# [Page text]
# Axis meat question



## Randsims (Oct 7, 2007)

finished boning out my axis deer, my question is should we mix it with hamburger meat or keep it straight axis meat? We use a lot of hamburger in our family want to know what would be best way to use it.


----------



## kodman1 (Sep 16, 2005)

If you want to keep your cholesterol down, don't mix it. I always have Ladds get as many steaks as possible and tenderize them. I grill them just like fajitas. With the remaining meat I have them package as hamburger (straight). I keep the backstrap and tenderloin and package that myself.


----------



## Justin Timberleg (Jun 16, 2009)

I grind it straight axis, when i make burgers may add a little raw bacon to the patties if not they can be dry if cooked to long, i do burgers coals on one side patties on other dont over cook it dries out quick, but any other meal straight axis is great for spaghetti, chili, anything youused ground meat before, just no grease!!


----------



## Night-Fisherman (Aug 1, 2008)

In my opinion Axis meat is just one step above beef! I ground up mine last year and it was excellent!


-NF


----------



## capt hooked (Apr 24, 2007)

*that is prize meat !*

Been eating axis deer meat for 10 years. Every bite is a top shelf table fare so I mix as little as possible to take it to the plate. For spaghetti, manicotti, sausage or any place I need ground meat, we mix 80:20 axis deer to wild pig and add just a little bacon grease if necessary. Man I am respectfully envious that you have some to serve !


----------



## zrexpilot (Jun 14, 2007)

Randsims said:


> finished boning out my axis deer, my question is should we mix it with hamburger meat or keep it straight axis meat? We use a lot of hamburger in our family want to know what would be best way to use it.


I like to grind it with brisket, 50-50 and dont trimm the brisket you want the fat in there.

I actually put beef fat in all my sausage, during the year I trimm all briskets and save the fat for later to be put in sausage


----------



## ruben f. (Nov 28, 2006)

x2 what kodman said. that is exactly what I do with mine.


----------



## RAYSOR (Apr 26, 2007)

Congrats on the Axis, I have a Axis herd on my ranch that is starting to grow, My son took a doe about two months ago, had processed into steaks and hamburger, the hamburger was mixed with brisket 80/20 it is really good very low in fat and cooks fast. also not much gamey taste at all, hope this helps.

# [Source data]
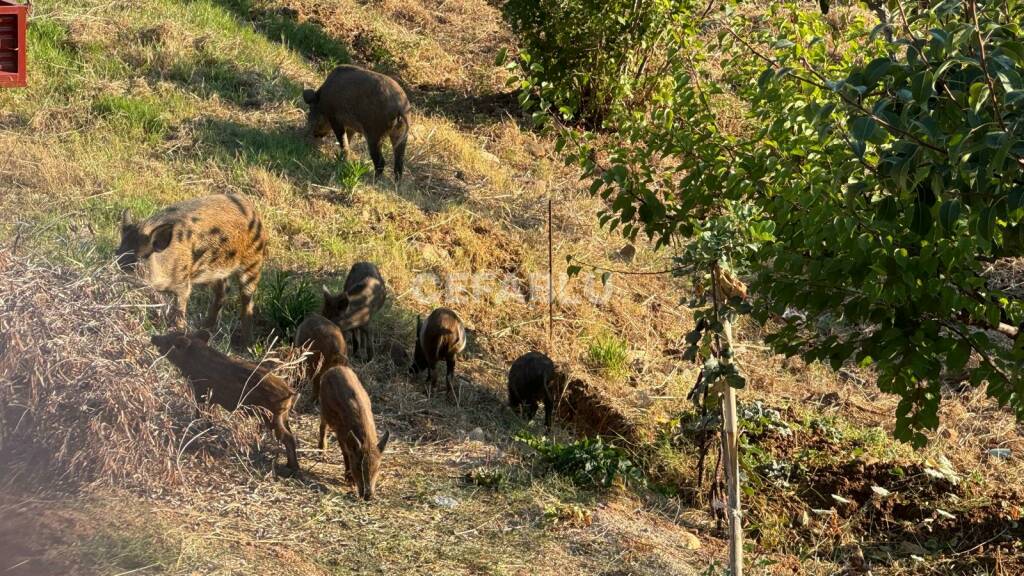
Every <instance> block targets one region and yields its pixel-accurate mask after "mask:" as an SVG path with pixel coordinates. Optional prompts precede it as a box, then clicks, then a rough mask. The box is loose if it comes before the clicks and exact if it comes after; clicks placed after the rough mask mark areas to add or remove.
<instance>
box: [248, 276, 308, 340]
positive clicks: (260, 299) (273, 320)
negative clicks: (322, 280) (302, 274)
mask: <svg viewBox="0 0 1024 576" xmlns="http://www.w3.org/2000/svg"><path fill="white" fill-rule="evenodd" d="M260 284H261V285H260V287H259V290H257V292H256V293H257V306H258V308H259V311H260V314H261V316H262V317H263V318H264V319H265V320H266V322H267V324H269V325H270V327H272V328H273V329H274V330H276V331H278V332H279V334H280V335H281V336H282V337H286V338H288V339H291V338H292V337H293V336H294V334H295V329H296V328H297V327H298V325H299V323H301V322H302V320H303V319H304V318H305V317H306V316H307V315H308V314H310V313H313V312H315V311H316V310H317V308H318V307H319V305H321V300H319V294H318V292H317V290H316V287H314V286H313V284H312V283H311V282H310V281H309V280H308V279H306V278H302V277H300V276H298V275H295V274H294V273H290V272H287V271H272V272H270V273H268V274H266V275H265V276H264V278H263V280H262V281H261V283H260Z"/></svg>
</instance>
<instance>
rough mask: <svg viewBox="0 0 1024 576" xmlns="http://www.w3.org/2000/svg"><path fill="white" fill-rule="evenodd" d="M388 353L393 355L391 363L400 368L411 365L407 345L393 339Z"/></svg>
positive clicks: (389, 355)
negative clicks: (407, 350) (406, 348)
mask: <svg viewBox="0 0 1024 576" xmlns="http://www.w3.org/2000/svg"><path fill="white" fill-rule="evenodd" d="M390 348H391V349H389V351H388V355H389V356H390V357H391V364H393V365H394V366H396V367H398V368H403V367H407V366H409V353H408V352H406V346H403V345H401V344H400V343H398V342H394V341H392V342H391V346H390Z"/></svg>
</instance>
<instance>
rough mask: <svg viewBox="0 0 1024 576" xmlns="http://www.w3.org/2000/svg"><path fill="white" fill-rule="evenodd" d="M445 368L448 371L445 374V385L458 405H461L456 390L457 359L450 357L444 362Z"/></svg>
mask: <svg viewBox="0 0 1024 576" xmlns="http://www.w3.org/2000/svg"><path fill="white" fill-rule="evenodd" d="M444 367H445V368H446V369H447V370H446V372H445V373H444V383H445V384H446V385H447V388H449V394H450V395H452V398H453V399H455V403H456V405H458V404H459V394H458V393H457V392H456V389H455V357H454V356H450V357H449V358H447V359H446V360H445V361H444Z"/></svg>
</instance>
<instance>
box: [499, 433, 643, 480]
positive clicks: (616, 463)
mask: <svg viewBox="0 0 1024 576" xmlns="http://www.w3.org/2000/svg"><path fill="white" fill-rule="evenodd" d="M515 439H516V440H518V441H519V442H522V443H524V444H526V445H527V446H529V447H530V448H532V449H534V450H537V451H538V453H540V455H541V459H542V460H543V461H544V463H545V464H546V465H548V466H550V467H551V468H552V469H553V470H554V471H556V472H558V474H560V475H562V476H565V477H566V478H568V479H569V480H571V481H572V483H573V484H575V485H577V486H580V487H584V488H608V487H610V486H611V485H612V483H614V481H615V479H616V478H621V479H623V481H624V482H625V483H626V484H631V485H634V486H646V485H647V481H646V479H645V478H644V476H643V471H642V470H641V469H640V468H638V467H637V466H636V464H634V463H633V460H631V459H630V457H629V455H628V454H627V453H626V451H625V450H623V449H622V448H618V447H617V446H613V445H610V444H605V443H604V442H603V441H602V440H601V439H600V437H596V438H584V439H582V440H578V441H575V442H570V443H568V444H560V443H557V442H554V441H551V440H548V439H545V438H538V437H535V436H532V435H529V434H522V435H518V436H516V437H515Z"/></svg>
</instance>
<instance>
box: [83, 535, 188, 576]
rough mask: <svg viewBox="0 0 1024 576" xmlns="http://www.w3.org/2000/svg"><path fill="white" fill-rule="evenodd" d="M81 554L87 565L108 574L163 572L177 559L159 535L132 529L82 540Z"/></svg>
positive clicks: (173, 564)
mask: <svg viewBox="0 0 1024 576" xmlns="http://www.w3.org/2000/svg"><path fill="white" fill-rule="evenodd" d="M80 553H81V556H82V558H83V560H85V561H86V562H87V564H88V565H90V566H93V567H95V568H97V569H102V570H104V571H105V572H106V573H109V574H122V573H125V572H129V571H131V572H134V571H139V572H142V571H143V570H145V569H150V571H145V572H144V573H153V572H151V571H163V570H167V569H169V568H172V567H174V565H175V564H176V562H177V558H178V552H177V551H176V550H174V549H173V548H172V547H171V546H170V545H169V544H168V543H167V542H165V541H163V540H162V539H161V538H160V537H158V536H156V535H154V534H146V533H144V532H142V533H139V532H135V531H125V532H104V533H100V534H99V535H97V536H95V537H93V538H91V539H89V540H86V541H85V542H83V543H82V544H81V548H80Z"/></svg>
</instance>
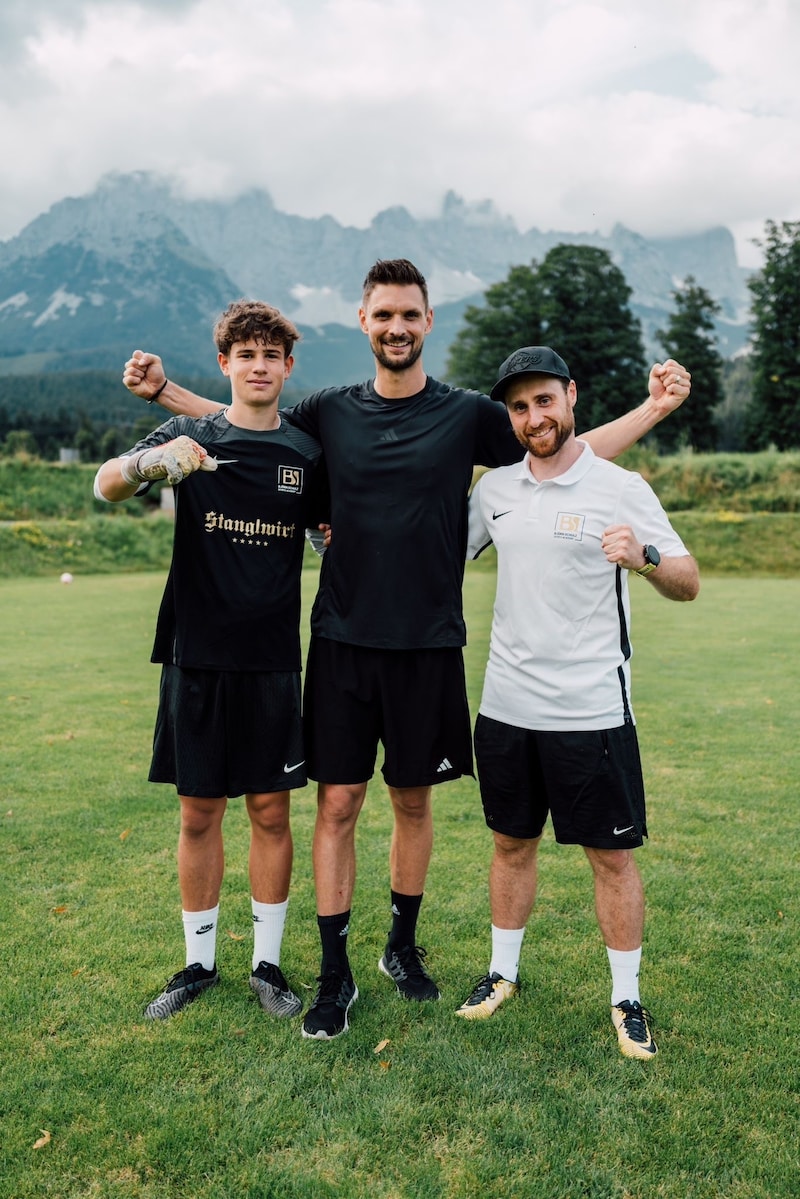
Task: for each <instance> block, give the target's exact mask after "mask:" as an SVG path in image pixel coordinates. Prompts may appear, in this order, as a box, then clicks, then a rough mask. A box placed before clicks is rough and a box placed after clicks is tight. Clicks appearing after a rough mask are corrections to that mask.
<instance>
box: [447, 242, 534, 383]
mask: <svg viewBox="0 0 800 1199" xmlns="http://www.w3.org/2000/svg"><path fill="white" fill-rule="evenodd" d="M537 272H539V266H537V265H536V263H535V261H534V263H531V265H530V266H512V267H511V270H510V272H509V277H507V278H506V279H504V281H503V282H501V283H495V284H493V285H492V287H491V288H488V290H487V291H486V294H485V296H483V305H482V306H481V307H477V306H470V307H469V308H467V311H465V312H464V317H463V320H464V327H463V329H462V330H461V331H459V332H458V333H457V335H456V338H455V341H453V343H452V345H451V347H450V351H449V356H447V366H446V375H447V379H450V380H451V381H452V382H455V384H457V385H458V386H459V387H475V388H477V391H486V392H488V391H491V390H492V387H493V386H494V384H495V382H497V378H498V367H499V366H500V363H501V362H503V360H504V359H505V357H507V356H509V354H511V351H512V350H516V349H517V347H519V345H539V344H540V343H541V339H542V327H541V321H540V317H539V309H540V294H539V279H537Z"/></svg>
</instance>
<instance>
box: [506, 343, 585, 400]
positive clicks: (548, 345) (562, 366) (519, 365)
mask: <svg viewBox="0 0 800 1199" xmlns="http://www.w3.org/2000/svg"><path fill="white" fill-rule="evenodd" d="M521 374H547V375H553V376H554V378H555V379H566V381H567V382H569V381H570V379H571V378H572V375H571V374H570V368H569V366H567V364H566V362H565V361H564V359H563V357H561V356H560V355H559V354H557V353H555V350H552V349H551V348H549V345H525V347H523V349H521V350H515V351H513V354H510V355H509V357H507V359H506V360H505V362H504V363H503V366H501V367H500V369H499V370H498V381H497V382H495V385H494V387H493V388H492V391H491V392H489V396H491V397H492V399H505V390H506V385H507V384H509V380H510V379H513V378H516V375H521Z"/></svg>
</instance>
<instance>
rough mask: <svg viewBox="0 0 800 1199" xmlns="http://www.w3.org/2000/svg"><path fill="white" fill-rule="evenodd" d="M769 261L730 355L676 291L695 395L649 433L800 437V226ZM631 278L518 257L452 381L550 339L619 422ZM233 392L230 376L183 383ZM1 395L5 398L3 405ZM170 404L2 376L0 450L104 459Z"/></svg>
mask: <svg viewBox="0 0 800 1199" xmlns="http://www.w3.org/2000/svg"><path fill="white" fill-rule="evenodd" d="M759 245H760V247H762V249H763V252H764V265H763V269H762V270H760V271H759V272H758V273H757V275H754V276H753V277H752V278H751V279H750V282H748V287H750V290H751V294H752V305H751V318H752V330H753V332H752V345H751V349H750V353H748V354H747V355H742V356H740V357H738V359H735V360H732V361H724V360H723V359H722V356H721V355H720V351H718V349H717V345H716V338H715V320H714V319H715V317H716V315H717V314H718V312H720V308H718V305H717V303H716V301H715V300H714V299H712V296H711V295H710V294H709V293H708V291H706V290H705V289H704V288H703V287H700V285H699V284H698V283H697V281H696V279H694V278H693V277H692V276H688V277H687V278H685V279H684V281H682V283H681V284H680V285H679V287H676V288H675V289H674V291H673V303H674V309H673V312H672V313H670V315H669V319H668V321H667V324H666V327H664V329H663V330H660V331H658V333H657V338H658V343H660V345H661V348H662V350H663V355H664V357H673V359H676V360H678V361H679V362H681V363H682V364H684V366H686V367H687V368H688V370H690V372H691V374H692V398H690V400H688V402H687V403H686V404H684V405H682V408H680V409H679V410H678V412H675V414H674V416H672V417H670V420H669V421H664V422H663V423H662V424H660V426H658V427H657V429H656V430H655V432H654V433H651V434H650V435H649V440H650V441H651V442H652V444H655V446H656V448H657V450H660V451H663V452H672V451H675V450H678V448H680V447H684V446H687V447H691V448H693V450H699V451H714V450H762V448H766V447H768V446H776V447H777V448H778V450H788V448H796V447H798V446H800V222H783V223H777V222H772V221H770V222H768V223H766V228H765V235H764V239H763V240H762V241H760V242H759ZM631 294H632V293H631V288H630V287H628V284H627V282H626V279H625V276H624V275H622V272H621V271H620V270H619V267H618V266H615V265H614V263H613V260H612V258H610V255H609V253H608V252H607V251H604V249H599V248H596V247H593V246H575V245H559V246H555V247H553V249H551V251H549V252H548V253H547V254H546V255H545V258H543V259H542V261H541V263H537V261H533V263H531V264H530V266H522V265H521V266H513V267H512V269H511V270H510V272H509V275H507V277H506V278H505V279H504V281H501V282H500V283H495V284H493V285H492V287H491V288H488V290H487V291H486V293H485V296H483V303H482V305H475V306H471V307H469V308H467V311H465V313H464V324H463V327H462V330H461V332H459V333H458V335H457V336H456V338H455V341H453V343H452V345H451V348H450V354H449V359H447V368H446V378H447V380H449V381H451V382H455V384H459V385H461V386H467V387H476V388H479V390H481V391H489V390H491V387H492V385H493V384H494V381H495V379H497V368H498V364H499V363H500V362H501V361H503V360H504V359H505V357H506V356H507V354H509V353H510V350H511V349H515V348H517V347H519V345H541V344H548V345H553V347H554V349H557V350H558V351H559V354H561V356H563V357H564V359H565V360H566V361H567V363H569V364H570V369H571V372H572V374H573V376H575V379H576V380H577V382H578V393H579V402H581V423H582V427H584V428H589V427H591V426H594V424H600V423H602V422H604V421H608V420H613V418H614V417H615V416H620V415H621V414H622V412H626V411H628V410H630V409H631V408H633V406H634V405H636V404H638V403H639V402H640V400H642V397H643V396H644V393H645V391H646V374H648V363H646V362H645V357H644V347H643V342H642V327H640V324H639V321H638V319H637V318H636V315H634V314H633V313H632V311H631V308H630V299H631ZM185 381H186V385H187V386H190V387H191V388H192V390H194V391H199V392H201V393H203V394H206V396H210V397H211V398H212V399H221V400H225V399H227V398H228V394H229V391H228V387H227V384H225V380H223V379H222V378H219V379H213V380H212V379H203V380H185ZM4 394H5V397H7V400H6V402H4ZM115 394H118V396H119V398H118V399H115V400H109V396H112V397H113V396H115ZM160 415H161V414H160V412H152V411H151V410H150V409H145V410H143V411H142V412H140V414H139V415H138V416H136V417H134V418H132V417H131V408H130V398H127V397H125V396H122V394H121V393H120V379H119V374H112V373H109V372H82V373H79V374H73V375H59V374H53V375H37V376H34V378H30V379H23V378H11V379H10V378H6V379H2V380H0V453H5V454H14V453H18V452H25V453H29V454H31V456H38V457H43V458H49V459H54V458H58V457H59V451H60V448H61V447H71V448H76V450H77V451H78V452H79V454H80V458H82V460H84V462H100V460H103V459H106V458H109V457H112V456H114V454H116V453H119V452H120V451H122V450H125V448H127V447H128V446H131V445H133V444H134V441H136V440H137V439H138V438H139V436H143V435H144V434H145V433H148V432H150V429H151V428H152V426H154V423H156V422H157V421H158V418H160Z"/></svg>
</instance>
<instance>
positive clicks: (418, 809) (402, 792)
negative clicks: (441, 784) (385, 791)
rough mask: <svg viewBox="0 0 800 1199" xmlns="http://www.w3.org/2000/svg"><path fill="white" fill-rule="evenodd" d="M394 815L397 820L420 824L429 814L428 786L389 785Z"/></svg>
mask: <svg viewBox="0 0 800 1199" xmlns="http://www.w3.org/2000/svg"><path fill="white" fill-rule="evenodd" d="M389 794H390V796H391V801H392V808H393V809H395V815H396V817H397V819H399V820H405V821H413V823H415V824H422V823H423V821H425V820H427V819H428V818H429V815H431V789H429V788H428V787H411V788H395V787H390V789H389Z"/></svg>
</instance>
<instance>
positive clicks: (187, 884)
mask: <svg viewBox="0 0 800 1199" xmlns="http://www.w3.org/2000/svg"><path fill="white" fill-rule="evenodd" d="M179 799H180V801H181V827H180V833H179V837H178V881H179V884H180V890H181V903H182V905H184V910H185V911H207V910H209V909H210V908H216V905H217V904H218V902H219V888H221V886H222V873H223V870H224V852H223V848H222V819H223V817H224V814H225V807H227V805H228V801H227V800H225V799H224V797H223V799H218V800H206V799H197V797H192V796H187V795H181V796H179Z"/></svg>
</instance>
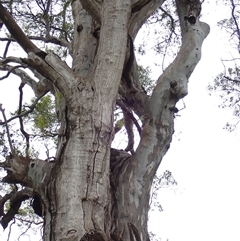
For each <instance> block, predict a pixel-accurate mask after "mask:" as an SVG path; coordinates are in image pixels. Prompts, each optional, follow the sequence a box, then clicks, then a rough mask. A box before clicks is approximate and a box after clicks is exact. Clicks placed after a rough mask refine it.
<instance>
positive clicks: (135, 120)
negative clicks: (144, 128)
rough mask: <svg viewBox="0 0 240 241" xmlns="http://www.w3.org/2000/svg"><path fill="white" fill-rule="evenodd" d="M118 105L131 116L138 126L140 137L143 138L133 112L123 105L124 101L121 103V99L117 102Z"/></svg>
mask: <svg viewBox="0 0 240 241" xmlns="http://www.w3.org/2000/svg"><path fill="white" fill-rule="evenodd" d="M117 105H118V106H120V107H121V109H122V110H123V111H124V112H125V113H126V114H127V115H128V116H129V118H131V120H132V121H133V123H134V125H135V126H136V128H137V130H138V133H139V135H140V136H141V132H142V128H141V126H140V125H139V123H138V121H137V120H136V118H135V117H134V115H133V113H132V111H131V110H129V108H128V107H127V106H126V105H125V104H124V103H123V101H121V100H119V99H118V100H117Z"/></svg>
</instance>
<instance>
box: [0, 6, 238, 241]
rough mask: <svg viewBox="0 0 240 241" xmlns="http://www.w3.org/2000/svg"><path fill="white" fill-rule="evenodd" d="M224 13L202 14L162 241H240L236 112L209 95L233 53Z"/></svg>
mask: <svg viewBox="0 0 240 241" xmlns="http://www.w3.org/2000/svg"><path fill="white" fill-rule="evenodd" d="M209 6H210V5H209ZM224 11H225V9H220V7H219V6H217V5H216V4H215V1H212V2H211V6H210V7H209V8H208V9H206V6H205V8H204V9H203V12H202V13H203V16H202V21H205V22H207V23H209V24H210V26H211V32H210V35H209V36H208V37H207V39H206V40H205V42H204V45H203V51H202V60H201V62H200V63H199V64H198V66H197V68H196V69H195V71H194V73H193V74H192V76H191V78H190V84H189V94H188V96H187V97H186V98H185V99H184V101H185V103H186V107H187V108H185V109H184V110H182V111H180V113H179V115H181V117H178V118H177V121H176V126H175V130H176V134H177V136H176V137H175V138H174V140H173V142H172V144H171V148H170V149H169V151H168V153H167V155H166V156H165V157H164V159H163V162H162V164H161V167H160V170H159V172H160V173H161V172H163V171H164V170H166V169H168V170H170V171H171V172H172V173H173V176H174V177H175V179H176V180H177V182H178V184H179V186H178V191H177V192H173V191H171V190H169V189H162V190H161V191H160V194H159V197H160V200H159V201H160V203H161V204H162V206H163V208H164V211H163V212H161V213H158V212H156V213H153V214H151V217H152V218H151V220H150V224H149V226H150V229H151V230H152V231H153V232H154V233H156V234H157V235H158V236H159V237H161V238H162V240H166V239H167V238H168V239H169V241H193V240H194V241H200V240H201V241H202V240H204V241H226V240H231V241H235V240H236V241H239V240H240V232H239V219H240V205H239V203H240V195H239V191H238V190H239V183H240V175H239V170H240V164H239V151H238V148H239V141H240V135H239V134H240V130H239V131H238V130H237V131H235V132H233V133H229V132H227V131H225V130H223V127H224V125H225V124H226V122H227V121H230V120H231V119H232V115H231V113H232V112H231V110H222V109H219V108H218V104H219V100H218V99H217V97H211V96H209V94H208V91H207V85H208V84H209V83H211V82H212V81H213V79H214V76H216V75H217V74H218V73H219V72H221V71H222V70H223V65H222V64H221V61H220V58H221V57H222V58H223V57H225V56H226V54H228V53H229V50H228V49H229V46H228V37H226V36H224V35H223V32H222V31H221V30H220V29H219V28H218V27H216V22H217V21H219V20H220V19H222V18H223V17H224V14H223V13H224ZM222 36H223V37H222ZM151 58H152V57H151ZM156 72H157V70H156ZM153 74H154V72H153ZM7 82H8V81H2V82H0V103H2V102H4V107H5V108H6V109H8V108H10V107H11V108H12V106H13V99H14V98H13V97H17V96H18V90H17V88H15V90H14V91H13V90H12V89H11V92H10V90H9V92H8V91H6V89H5V88H4V87H5V86H7V85H9V83H7ZM11 85H12V84H11ZM3 89H4V91H3ZM17 101H18V98H16V105H17ZM12 110H13V109H12ZM178 139H179V140H178ZM0 233H1V231H0ZM21 240H28V238H26V239H21Z"/></svg>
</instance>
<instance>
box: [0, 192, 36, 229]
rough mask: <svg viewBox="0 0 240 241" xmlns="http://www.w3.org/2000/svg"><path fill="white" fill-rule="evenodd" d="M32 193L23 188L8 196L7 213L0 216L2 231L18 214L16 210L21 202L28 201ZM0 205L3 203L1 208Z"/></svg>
mask: <svg viewBox="0 0 240 241" xmlns="http://www.w3.org/2000/svg"><path fill="white" fill-rule="evenodd" d="M32 193H33V191H32V189H30V188H24V189H22V190H20V191H18V192H15V193H14V194H12V195H11V196H10V198H9V199H8V200H9V201H10V208H9V210H8V212H7V213H6V214H4V215H3V216H2V219H1V225H2V227H3V228H4V229H5V228H6V227H7V226H8V224H9V222H10V221H11V220H12V219H13V218H14V216H15V215H16V214H18V210H19V208H20V206H21V204H22V202H23V201H25V200H27V199H29V198H30V197H31V196H32ZM6 201H7V200H5V202H6ZM0 203H1V202H0ZM2 205H4V203H1V206H2Z"/></svg>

# [Instructions to follow]
Transcribe the passage of the axis meat thread above that begins with the words "## Night-Fisherman (Aug" and ends with "(Apr 24, 2007)".

# [Response box]
## Night-Fisherman (Aug 1, 2008)

In my opinion Axis meat is just one step above beef! I ground up mine last year and it was excellent!


-NF


----------



## capt hooked (Apr 24, 2007)